§ EXCERPT TO READ:
------------------------------------------------------------

Ph.D. Exit Seminar in the Graduate Field of Development Studies 

Abstract

Mushahid’s historical sociology study of decolonization addresses enduring questions of how and why the reproduction of colonial hierarchies of power and privilege in the postcolonial transition also contained the conditions of their transformation. Examining the so-called prehistory of Bangladesh between 1947 and 1971, the study explores questions of decolonization by foregrounding the interrelated processes of middle-class formation, democratic populist mobilizations, postcolonial state-making, and the constituting of a national economy. While the demands shaping movements for ethno-linguistic recognition and regional autonomy in East Pakistan were resolved by the establishing of a Bangladeshi state in 1971, the ‘Pakistan years’ reentered the political imagination through the telos of a national biography, legitimating new forms of belonging and exclusion within the body politic. A consequence has been a widening gap between what happened during the Pakistan years and its collective recollection, sustaining a persistent tension between overcoming the antinomies of a historical past, and reclaiming its legacies in the political present. 

Conceptualizing this disjuncture through the time of decolonization, Mushahid’s intervention mobilizes fragments of a conjunctural totality that oppose the totalizing imperatives of this national biography. Drawing on memoirs, published accounts, and primary sources including state records in Bangladesh and early Cold War archives of the Ford Foundation in the US, it contributes to interdisciplinary debates across the fields of historical sociology, social history, and historiographies of Cold War diplomacy and development politics. Pace existing narratives informed by methodological nationalisms and the dominant vantage point of (neo)imperial formations, such an account foregrounds the ongoing resonance of decolonization in the present as history from the perspectives of those who enacted the postcolonial transition ‘from below’, and for whom the egalitarian promise of anti-colonial struggles remain elusive. In this seminar, Mushahid will discuss a chapter examining the transnational processes and contentions of postcolonial state-making through the prism of rural community development projects in Cold War East Pakistan.

------------------------------------------------------------

§ ENTRIES SHOWN:
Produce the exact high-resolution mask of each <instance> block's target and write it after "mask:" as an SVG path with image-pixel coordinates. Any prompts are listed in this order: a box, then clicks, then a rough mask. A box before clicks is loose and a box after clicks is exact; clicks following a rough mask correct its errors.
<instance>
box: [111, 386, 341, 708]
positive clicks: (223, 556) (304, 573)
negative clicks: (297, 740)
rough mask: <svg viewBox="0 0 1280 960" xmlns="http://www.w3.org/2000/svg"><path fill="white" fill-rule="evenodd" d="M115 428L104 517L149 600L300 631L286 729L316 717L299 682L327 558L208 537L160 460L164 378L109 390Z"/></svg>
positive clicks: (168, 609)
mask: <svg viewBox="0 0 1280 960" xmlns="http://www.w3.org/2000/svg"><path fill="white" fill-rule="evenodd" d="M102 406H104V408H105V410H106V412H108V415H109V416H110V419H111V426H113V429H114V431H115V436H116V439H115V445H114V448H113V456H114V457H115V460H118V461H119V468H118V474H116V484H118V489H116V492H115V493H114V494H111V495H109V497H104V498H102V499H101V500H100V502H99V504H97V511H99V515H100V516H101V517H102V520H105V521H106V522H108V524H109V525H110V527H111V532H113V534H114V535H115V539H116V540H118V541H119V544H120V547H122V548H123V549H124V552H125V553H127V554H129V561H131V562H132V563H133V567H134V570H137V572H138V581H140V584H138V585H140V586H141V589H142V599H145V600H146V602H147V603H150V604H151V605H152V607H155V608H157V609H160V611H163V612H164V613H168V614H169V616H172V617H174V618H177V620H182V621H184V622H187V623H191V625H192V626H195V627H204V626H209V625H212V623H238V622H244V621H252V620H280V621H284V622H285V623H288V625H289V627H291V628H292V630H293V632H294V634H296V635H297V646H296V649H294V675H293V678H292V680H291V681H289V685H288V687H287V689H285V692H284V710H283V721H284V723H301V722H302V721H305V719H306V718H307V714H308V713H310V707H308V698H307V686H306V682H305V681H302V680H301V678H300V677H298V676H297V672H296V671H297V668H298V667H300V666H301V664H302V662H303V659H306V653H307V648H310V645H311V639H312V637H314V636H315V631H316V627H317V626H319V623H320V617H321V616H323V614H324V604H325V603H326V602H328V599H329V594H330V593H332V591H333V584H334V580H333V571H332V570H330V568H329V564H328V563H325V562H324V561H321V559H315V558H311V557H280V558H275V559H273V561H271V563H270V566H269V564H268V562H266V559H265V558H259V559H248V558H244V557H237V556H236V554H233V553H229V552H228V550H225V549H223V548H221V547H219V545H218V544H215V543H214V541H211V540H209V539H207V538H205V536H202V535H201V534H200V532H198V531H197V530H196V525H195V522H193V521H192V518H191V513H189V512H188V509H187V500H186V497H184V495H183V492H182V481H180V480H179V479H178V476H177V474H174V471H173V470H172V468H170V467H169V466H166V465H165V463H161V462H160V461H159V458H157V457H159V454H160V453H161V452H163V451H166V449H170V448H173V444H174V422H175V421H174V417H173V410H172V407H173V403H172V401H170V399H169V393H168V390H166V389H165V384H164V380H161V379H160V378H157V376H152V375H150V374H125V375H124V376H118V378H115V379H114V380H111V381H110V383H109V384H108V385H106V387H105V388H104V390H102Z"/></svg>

------------------------------------------------------------

§ TASKS AND EXERCISES:
A) Quote the rows word for word, from their first line up to and including the line with "positive clicks: (168, 609)".
B) Continue the seminar abstract on decolonization and the prehistory of Bangladesh from where it stops.

§ RESPONSES TO THE EXERCISE:
A)
Produce the exact high-resolution mask of each <instance> block's target and write it after "mask:" as an SVG path with image-pixel coordinates. Any prompts are listed in this order: a box, then clicks, then a rough mask. A box before clicks is loose and a box after clicks is exact; clicks following a rough mask correct its errors.
<instance>
box: [111, 386, 341, 708]
positive clicks: (223, 556) (304, 573)
negative clicks: (297, 740)
rough mask: <svg viewBox="0 0 1280 960" xmlns="http://www.w3.org/2000/svg"><path fill="white" fill-rule="evenodd" d="M115 428L104 517L149 600L300 631L286 729L316 717L299 682L327 558L208 537L160 460L164 378L109 390Z"/></svg>
positive clicks: (168, 609)

B)
About the candidate

Mushahid Hussain is a recent PhD graduate in Development Sociology, and currently an Assistant Professor of Sociology and International Studies at Indiana State University. Hussain works within global and comparative-historical frameworks in exploring the past and contemporary politics of social change in Bangladesh and South Asia more broadly. His current book project builds on his dissertation research on the socio-historical dynamics of decolonization and Cold War development politics in Bangladesh. His writings on development theory and history, labor and urban politics, and higher education have appeared in several academic journals and edited volumes.

Date & Time

November 22, 2024
3:15 pm - 4:45 pm

Location

Mushahid Hussain

More information about this event.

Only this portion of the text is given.